YOUR TASK:
Repeat precisely, and only, the lines between the line containing "as in (256,144)." and the end of the listing below, both ends included.

DATASET EXCERPTS:
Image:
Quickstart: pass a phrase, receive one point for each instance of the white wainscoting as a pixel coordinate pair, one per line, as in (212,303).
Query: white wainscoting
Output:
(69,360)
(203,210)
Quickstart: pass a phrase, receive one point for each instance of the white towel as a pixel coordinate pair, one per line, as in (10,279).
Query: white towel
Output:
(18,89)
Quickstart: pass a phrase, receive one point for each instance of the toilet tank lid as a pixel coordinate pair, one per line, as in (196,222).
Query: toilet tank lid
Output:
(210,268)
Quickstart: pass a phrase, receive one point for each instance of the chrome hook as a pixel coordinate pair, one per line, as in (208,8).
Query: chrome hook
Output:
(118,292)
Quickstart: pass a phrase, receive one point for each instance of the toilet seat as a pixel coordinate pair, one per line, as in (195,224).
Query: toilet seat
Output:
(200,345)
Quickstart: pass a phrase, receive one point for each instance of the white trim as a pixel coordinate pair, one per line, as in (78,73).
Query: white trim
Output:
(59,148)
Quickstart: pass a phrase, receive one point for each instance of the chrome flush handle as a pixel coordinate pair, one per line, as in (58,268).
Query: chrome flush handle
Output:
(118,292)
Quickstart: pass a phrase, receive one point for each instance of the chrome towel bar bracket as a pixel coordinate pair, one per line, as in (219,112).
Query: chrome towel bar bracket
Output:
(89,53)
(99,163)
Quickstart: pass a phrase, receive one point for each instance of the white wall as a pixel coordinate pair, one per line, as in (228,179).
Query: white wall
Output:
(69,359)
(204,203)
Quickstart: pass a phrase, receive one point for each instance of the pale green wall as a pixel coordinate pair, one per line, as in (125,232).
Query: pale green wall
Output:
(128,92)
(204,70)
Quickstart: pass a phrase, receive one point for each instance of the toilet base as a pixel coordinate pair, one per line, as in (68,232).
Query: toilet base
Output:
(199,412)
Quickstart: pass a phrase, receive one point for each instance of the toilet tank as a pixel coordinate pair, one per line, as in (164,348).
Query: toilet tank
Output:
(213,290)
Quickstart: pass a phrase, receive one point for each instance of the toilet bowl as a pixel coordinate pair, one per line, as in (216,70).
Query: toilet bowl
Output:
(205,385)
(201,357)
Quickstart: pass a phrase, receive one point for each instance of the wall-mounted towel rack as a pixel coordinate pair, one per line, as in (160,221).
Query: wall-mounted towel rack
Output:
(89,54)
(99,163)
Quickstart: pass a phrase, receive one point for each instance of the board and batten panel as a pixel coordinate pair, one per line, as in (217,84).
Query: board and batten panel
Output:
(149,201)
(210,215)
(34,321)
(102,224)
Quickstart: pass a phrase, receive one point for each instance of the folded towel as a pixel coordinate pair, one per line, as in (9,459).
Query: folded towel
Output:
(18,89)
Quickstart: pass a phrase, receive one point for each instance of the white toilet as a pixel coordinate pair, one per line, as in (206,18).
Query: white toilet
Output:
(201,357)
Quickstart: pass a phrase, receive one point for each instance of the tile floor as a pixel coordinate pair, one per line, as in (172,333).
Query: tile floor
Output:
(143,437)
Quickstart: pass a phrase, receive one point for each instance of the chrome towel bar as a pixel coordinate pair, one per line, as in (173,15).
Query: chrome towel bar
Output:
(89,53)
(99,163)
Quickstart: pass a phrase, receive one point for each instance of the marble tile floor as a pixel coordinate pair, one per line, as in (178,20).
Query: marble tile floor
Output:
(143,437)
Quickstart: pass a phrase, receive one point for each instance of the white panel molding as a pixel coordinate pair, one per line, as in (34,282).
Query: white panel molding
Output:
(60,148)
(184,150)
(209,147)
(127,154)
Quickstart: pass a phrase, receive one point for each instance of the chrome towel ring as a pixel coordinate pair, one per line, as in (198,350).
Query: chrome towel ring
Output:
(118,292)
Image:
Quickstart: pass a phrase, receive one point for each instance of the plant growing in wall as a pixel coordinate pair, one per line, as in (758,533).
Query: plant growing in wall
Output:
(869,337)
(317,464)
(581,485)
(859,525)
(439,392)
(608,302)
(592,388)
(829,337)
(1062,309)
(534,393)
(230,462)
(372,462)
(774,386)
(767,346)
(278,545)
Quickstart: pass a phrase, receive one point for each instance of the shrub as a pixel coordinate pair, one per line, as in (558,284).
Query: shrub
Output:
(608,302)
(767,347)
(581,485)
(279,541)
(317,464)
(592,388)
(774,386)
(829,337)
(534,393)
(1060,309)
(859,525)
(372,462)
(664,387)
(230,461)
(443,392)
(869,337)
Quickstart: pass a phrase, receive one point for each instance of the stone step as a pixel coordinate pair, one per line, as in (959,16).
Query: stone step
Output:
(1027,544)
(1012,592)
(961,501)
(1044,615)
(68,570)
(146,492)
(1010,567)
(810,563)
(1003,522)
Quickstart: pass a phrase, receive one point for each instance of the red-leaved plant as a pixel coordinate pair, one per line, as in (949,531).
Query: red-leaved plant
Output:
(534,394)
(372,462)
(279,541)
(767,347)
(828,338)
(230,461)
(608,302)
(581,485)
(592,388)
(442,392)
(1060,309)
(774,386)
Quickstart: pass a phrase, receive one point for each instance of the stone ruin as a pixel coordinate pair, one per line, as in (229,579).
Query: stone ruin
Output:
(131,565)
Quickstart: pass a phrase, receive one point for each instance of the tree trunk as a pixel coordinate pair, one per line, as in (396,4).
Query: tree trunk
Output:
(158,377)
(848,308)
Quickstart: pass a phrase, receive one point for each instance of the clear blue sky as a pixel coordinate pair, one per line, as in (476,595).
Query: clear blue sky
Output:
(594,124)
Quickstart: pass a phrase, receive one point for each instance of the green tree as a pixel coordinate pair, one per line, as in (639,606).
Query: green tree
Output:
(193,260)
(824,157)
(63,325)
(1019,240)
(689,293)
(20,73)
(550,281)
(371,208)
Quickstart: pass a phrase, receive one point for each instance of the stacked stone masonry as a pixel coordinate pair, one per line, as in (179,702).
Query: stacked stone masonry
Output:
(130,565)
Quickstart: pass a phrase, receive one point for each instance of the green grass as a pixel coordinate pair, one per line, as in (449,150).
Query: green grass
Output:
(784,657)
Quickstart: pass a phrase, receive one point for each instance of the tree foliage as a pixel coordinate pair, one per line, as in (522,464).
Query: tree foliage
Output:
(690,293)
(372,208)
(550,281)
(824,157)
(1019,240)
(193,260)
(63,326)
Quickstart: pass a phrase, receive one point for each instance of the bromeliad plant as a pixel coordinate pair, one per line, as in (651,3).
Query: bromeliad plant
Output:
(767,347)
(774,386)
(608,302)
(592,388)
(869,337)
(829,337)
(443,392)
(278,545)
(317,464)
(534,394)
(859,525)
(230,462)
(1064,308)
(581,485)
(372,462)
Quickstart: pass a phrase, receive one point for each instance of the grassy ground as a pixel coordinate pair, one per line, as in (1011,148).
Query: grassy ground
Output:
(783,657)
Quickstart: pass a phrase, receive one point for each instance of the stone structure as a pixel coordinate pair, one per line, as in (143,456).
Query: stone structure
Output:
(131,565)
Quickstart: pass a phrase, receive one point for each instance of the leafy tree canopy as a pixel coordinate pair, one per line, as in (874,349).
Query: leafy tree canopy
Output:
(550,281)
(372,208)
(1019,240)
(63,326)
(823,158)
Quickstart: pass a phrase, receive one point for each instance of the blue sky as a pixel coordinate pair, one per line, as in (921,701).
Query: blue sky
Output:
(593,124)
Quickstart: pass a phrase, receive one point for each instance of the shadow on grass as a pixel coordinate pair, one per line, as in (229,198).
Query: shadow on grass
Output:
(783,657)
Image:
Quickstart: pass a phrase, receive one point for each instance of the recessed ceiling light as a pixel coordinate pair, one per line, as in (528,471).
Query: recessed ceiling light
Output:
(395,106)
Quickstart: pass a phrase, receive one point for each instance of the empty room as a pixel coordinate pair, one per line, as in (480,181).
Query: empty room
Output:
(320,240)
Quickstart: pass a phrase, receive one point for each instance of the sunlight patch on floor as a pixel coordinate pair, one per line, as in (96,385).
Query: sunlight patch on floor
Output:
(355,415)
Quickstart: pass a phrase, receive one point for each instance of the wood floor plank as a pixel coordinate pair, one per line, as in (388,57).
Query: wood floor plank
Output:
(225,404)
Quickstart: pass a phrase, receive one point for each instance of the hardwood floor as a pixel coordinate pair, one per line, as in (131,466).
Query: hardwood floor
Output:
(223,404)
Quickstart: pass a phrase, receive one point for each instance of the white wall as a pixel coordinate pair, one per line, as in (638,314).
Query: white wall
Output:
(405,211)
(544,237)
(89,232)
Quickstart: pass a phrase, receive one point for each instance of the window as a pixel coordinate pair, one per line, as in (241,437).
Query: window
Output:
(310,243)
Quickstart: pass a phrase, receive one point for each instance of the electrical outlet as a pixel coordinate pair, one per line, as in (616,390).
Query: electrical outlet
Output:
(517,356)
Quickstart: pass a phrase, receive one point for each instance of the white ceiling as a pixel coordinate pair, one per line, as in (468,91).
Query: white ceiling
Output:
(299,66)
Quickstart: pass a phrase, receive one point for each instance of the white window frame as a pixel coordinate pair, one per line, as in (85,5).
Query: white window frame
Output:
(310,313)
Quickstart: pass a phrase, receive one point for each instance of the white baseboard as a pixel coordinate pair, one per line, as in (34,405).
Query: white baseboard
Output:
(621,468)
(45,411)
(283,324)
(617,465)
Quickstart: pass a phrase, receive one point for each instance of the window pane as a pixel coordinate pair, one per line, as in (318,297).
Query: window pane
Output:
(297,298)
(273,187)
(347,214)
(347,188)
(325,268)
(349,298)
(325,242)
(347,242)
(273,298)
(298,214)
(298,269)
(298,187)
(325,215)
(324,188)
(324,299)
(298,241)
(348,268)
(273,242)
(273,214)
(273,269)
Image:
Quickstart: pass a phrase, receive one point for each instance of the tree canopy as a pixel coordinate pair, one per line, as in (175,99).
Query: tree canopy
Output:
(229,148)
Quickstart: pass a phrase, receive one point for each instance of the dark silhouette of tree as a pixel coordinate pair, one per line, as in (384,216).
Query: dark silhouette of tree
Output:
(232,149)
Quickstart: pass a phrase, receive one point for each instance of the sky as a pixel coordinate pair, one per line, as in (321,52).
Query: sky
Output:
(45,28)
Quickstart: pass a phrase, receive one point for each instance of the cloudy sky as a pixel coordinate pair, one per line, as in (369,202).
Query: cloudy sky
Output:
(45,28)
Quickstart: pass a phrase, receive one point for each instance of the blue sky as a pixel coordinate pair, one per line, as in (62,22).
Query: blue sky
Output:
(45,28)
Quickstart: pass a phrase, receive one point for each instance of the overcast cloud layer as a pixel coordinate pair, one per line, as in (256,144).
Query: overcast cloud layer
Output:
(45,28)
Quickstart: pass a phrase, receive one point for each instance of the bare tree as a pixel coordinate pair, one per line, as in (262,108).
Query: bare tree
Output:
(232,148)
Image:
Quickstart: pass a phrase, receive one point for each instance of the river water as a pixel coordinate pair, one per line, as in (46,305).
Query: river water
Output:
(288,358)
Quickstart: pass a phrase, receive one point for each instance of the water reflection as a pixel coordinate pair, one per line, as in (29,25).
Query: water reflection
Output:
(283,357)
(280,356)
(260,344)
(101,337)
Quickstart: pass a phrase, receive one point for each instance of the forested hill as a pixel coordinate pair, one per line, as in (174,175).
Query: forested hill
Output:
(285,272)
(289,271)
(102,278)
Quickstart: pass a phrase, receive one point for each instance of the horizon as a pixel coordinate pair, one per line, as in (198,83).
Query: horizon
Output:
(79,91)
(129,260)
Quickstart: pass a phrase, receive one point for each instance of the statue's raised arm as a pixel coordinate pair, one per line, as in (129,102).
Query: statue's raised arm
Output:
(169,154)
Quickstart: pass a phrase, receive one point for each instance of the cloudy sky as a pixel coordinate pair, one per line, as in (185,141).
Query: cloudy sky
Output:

EXERCISE OUTPUT:
Quickstart: pass a phrase, receive one point for each instance of the overcast cloud layer as a pixel coordinate pair, one per line, as in (256,144).
Query: overcast cloud layer
Output:
(45,28)
Quickstart: pass a phrase, receive one point for each instance of the bare tree as a pixel coordinate pair, one per line, as in (262,108).
Query: bare tree
Output:
(232,148)
Image:
Quickstart: pass a phrase, receive one point for each instance of the river water as a pixel coordinate pair, one per line, as in (46,305).
Query: river water
Output:
(288,358)
Quickstart: pass a phrase, receive one point for each instance of the water reflection as a pixel coordinate pair, one per line, as in (29,25).
Query: water reflection
Output:
(283,357)
(280,356)
(260,344)
(101,337)
Quickstart: pass a phrase, receive one point for each instance of the forested hill as a pixel coordinate pair, one per line, as in (174,175).
Query: forested hill
Output:
(285,272)
(289,271)
(102,278)
Quickstart: pass a phrase, receive one point for each instance of the horizon as a pixel coordinate pair, one per line, as in (198,83).
Query: horizon
Output:
(79,91)
(129,260)
Quickstart: pass a phrase, receive one point for each instance of the statue's raised arm as a pixel coordinate pair, one per line, as in (129,102).
Query: statue's raised arm
Output:
(169,154)
Quickstart: pass a phrase, receive one point for each instance of the cloudy sky as a pixel coordinate pair, one per line, as in (185,141).
Query: cloudy sky
Output:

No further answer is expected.